Все прочее в антропософии связано с тем, что человеческая душа требует знаний о тех или иных вещах, но все это "прочее", в сущности, не позволяет еще человеку стать антропософом. К определенным вещам человек придет, когда настанет для этого время. Если он в состоянии принять идеи перевоплощения и кармы в том смысле, в каком мы должны их излагать в отличие от старых идей перевоплощения и кармы, как, например, в буддизме, такой человек в процессе исследования сам придет к прочим вещам. Поэтому основная часть нашей работы была посвящена тому, чтобы пристально наблюдать влияние перевоплощения и кармы на всю человеческую жизнь.

В связи с этим должно быть ясно и то, что работу в каком-либо антропософском объединении или обществе нужно видеть в духе этой миссии антропософии. Поэтому понятно, что, в сущности, мы говорим о таких вещах, которые кажутся человеку, стоящему вне антропософии как таковой и мало ею затронутому, важнейшими вещами, - мы говорим о них только тогда, когда хотим подняться от основных истин к тем вещам, которые близки всякой душе, поскольку она является душой Западного мира. Вполне представим случай, что люди могли бы взять в антропософии то новое, что сегодня было охарактеризовано как фундаментально новое, и вовсе не думали бы при этом о тех или иных религиозных противоречиях между людьми. Ибо занятия сравнительным религиоведением вовсе не являются существенной чертой этой новой духовной науки. Правда, этим сейчас тоже занимаются, причем во вполне достаточном объеме; но по сравнению с тем, что делается в этой области другими, занятия теософов не отличаются особым глубокомыслием. Важно, однако, то, что все эти вещи освещаются антропософией светом, исходящим от идей перевоплощения и кармы.

- - -

▶ **Задание**
Чему, согласно фрагменту текста, была посвящена основная часть работы? Записи для работы с текстом не нужны.

- - -

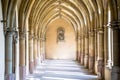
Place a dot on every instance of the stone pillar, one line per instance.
(100, 53)
(35, 51)
(22, 56)
(82, 50)
(78, 50)
(43, 48)
(91, 51)
(31, 55)
(86, 58)
(8, 55)
(38, 51)
(115, 25)
(27, 53)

- - -

▶ **Ответ**
Тому, чтобы пристально наблюдать влияние перевоплощения и кармы на всю человеческую жизнь.